Au point de vue des philosophies les plus récentes, il n’y a qu’une loi qui règle les manifestations d’une force unique. Cette force identique à elle-même sous ses métamorphoses apparentes exclut toute idée de commencement ou de fin. Elle ne peut ni avoir commencé ni cesser d’être. Elle est tout ce qui est ou du moins tout ce que nous mettons sous cette notion d’existence. Concevoir qu’elle ait pu commencer ou qu’elle puisse finir, ce serait concevoir le néant, le placer avant ou après, c’est-à-dire concevoir une contradiction. Les forces physiques, les forces vitales, les forces sociales, sont les manifestations diverses de cette force ; elles en représentent, pour ainsi dire, les divers degrés d’intensité. Voilà la réalité expérimentale, tout le reste n’est que pure rêverie. La nature n’est que le cercle immense dans lequel s’agitent éternellement ces diverses manifestations de la force, se transmettant et se transformant les unes dans les autres. Une multitude de systèmes de mouvemens se forment et se décomposent selon des rhythmes déterminés. C’est là tout le secret de la naissance et de la mort. Des mouvemens qui s’intègrent ou se désintègrent, voilà l’histoire uniforme, sous des apparences variées, des grands corps astronomiques, des organismes vivans et des organismes sociaux. L’histoire d’un corps vivant nous raconte en raccourci et nous peint sensiblement celle d’un monde. L’évolution, l’équilibre, la dissolution, c’est par cette triple phase que passe toute existence individuelle ou collective. — L’astronomie, la géologie, la physiologie, l’histoire des sociétés humaines, ne représentent réellement aux yeux de l’observateur que des combinaisons de mêmes phénomènes élémentaires variées à l’infini. Qu’est-ce que la vie universelle ? Une succession d’êtres et de formes en fonction de naissance et de mort. Qu’est-ce que chaque vie individuelle ? Un moment insignifiant dans ces variétés de combinaisons et de transformations de mouvemens. Qu’est-ce que l’humanité ? Une collection de ces momens.

----------

Votre tâche: Relevez, dans le texte sur la force unique ci-dessus, toutes les disciplines qui n'offrent à l'observateur que des combinaisons des mêmes phénomènes élémentaires.

Données recueillies:
----------

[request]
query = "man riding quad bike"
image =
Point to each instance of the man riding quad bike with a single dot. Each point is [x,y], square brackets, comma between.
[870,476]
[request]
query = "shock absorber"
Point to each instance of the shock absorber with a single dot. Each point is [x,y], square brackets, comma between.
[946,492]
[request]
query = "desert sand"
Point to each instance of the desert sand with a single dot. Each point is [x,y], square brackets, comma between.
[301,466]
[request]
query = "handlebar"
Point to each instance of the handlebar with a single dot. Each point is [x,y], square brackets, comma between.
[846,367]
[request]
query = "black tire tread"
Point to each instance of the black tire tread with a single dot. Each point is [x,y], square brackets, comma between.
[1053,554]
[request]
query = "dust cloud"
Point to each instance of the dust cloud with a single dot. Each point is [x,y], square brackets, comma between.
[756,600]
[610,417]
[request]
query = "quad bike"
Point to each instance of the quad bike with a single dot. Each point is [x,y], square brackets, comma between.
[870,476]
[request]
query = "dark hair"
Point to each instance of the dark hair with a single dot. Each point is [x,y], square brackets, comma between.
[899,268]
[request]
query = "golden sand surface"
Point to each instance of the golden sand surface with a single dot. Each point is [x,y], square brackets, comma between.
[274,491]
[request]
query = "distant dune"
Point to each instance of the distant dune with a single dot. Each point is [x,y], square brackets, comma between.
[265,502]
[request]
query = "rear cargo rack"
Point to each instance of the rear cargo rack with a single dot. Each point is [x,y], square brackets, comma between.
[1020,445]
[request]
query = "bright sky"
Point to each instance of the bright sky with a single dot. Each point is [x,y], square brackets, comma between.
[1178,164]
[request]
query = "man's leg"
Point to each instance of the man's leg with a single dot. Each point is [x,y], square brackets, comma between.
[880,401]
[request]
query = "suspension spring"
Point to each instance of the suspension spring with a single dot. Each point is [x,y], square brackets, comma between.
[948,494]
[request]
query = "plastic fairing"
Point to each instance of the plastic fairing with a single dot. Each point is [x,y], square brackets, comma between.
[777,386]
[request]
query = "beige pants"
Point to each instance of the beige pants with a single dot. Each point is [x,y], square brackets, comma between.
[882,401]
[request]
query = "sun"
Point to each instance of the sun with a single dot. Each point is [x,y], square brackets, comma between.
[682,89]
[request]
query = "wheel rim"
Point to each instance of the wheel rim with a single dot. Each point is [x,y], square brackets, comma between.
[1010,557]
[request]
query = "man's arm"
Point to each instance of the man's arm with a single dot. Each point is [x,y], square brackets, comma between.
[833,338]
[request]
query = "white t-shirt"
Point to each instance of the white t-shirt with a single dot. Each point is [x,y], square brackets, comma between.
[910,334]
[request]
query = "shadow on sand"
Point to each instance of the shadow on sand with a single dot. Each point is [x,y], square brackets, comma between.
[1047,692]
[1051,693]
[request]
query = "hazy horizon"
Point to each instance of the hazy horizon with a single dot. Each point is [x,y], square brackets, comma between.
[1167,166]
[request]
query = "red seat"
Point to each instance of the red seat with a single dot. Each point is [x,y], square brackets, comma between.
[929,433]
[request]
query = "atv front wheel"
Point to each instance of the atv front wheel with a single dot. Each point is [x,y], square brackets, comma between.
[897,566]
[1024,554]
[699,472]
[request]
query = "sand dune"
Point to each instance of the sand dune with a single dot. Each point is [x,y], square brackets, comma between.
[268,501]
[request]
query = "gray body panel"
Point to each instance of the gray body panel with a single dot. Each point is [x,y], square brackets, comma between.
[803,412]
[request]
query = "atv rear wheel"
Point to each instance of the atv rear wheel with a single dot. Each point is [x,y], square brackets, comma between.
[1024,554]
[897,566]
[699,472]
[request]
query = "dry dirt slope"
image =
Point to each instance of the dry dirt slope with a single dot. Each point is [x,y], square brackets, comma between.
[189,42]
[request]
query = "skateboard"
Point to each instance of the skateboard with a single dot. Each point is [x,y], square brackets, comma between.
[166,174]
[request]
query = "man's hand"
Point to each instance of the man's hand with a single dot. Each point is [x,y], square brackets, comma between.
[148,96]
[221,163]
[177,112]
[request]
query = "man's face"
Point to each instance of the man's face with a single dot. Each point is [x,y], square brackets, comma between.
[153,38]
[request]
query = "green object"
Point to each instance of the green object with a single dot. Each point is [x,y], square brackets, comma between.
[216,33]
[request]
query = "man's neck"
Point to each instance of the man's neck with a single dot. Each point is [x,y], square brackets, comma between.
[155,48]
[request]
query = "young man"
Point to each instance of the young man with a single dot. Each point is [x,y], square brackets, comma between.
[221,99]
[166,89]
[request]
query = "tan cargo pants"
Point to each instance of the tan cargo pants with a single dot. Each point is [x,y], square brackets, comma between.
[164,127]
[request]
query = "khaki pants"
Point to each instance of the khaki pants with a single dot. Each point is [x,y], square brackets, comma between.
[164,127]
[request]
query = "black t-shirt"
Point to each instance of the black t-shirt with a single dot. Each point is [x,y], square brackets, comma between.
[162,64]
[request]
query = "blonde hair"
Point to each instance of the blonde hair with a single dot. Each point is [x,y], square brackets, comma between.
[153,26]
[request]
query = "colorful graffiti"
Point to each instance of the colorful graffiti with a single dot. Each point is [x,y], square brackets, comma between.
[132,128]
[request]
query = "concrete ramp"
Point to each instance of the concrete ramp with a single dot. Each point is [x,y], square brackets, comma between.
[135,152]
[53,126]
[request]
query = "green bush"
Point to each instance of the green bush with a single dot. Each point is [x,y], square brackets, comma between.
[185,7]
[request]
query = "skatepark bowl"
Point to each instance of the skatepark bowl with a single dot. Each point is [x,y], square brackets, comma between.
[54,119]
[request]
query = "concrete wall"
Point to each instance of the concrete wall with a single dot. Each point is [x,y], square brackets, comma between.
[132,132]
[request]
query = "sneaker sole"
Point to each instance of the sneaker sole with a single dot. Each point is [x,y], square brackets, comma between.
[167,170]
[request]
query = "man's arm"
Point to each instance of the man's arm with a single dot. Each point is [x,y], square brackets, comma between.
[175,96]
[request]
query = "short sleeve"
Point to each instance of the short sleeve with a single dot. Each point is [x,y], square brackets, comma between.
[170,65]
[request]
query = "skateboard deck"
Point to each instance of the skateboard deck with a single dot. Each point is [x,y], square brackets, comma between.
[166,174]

----------

Résultat de l'exercice: L'astronomie, la géologie, la physiologie, l'histoire des sociétés humaines.